BEGIN The data

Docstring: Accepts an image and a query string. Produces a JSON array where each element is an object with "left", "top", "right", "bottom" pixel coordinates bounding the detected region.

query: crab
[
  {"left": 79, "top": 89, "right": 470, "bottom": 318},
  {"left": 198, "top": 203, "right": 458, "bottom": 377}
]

END The data

The task:
Copy the records above, keeping every word the same.

Finished exercise:
Docstring: Accepts an image and a query string. Produces a JSON array where each element is an object with "left", "top", "right", "bottom" pixel coordinates bounding the detected region.

query: crab
[
  {"left": 79, "top": 89, "right": 470, "bottom": 318},
  {"left": 198, "top": 203, "right": 458, "bottom": 377}
]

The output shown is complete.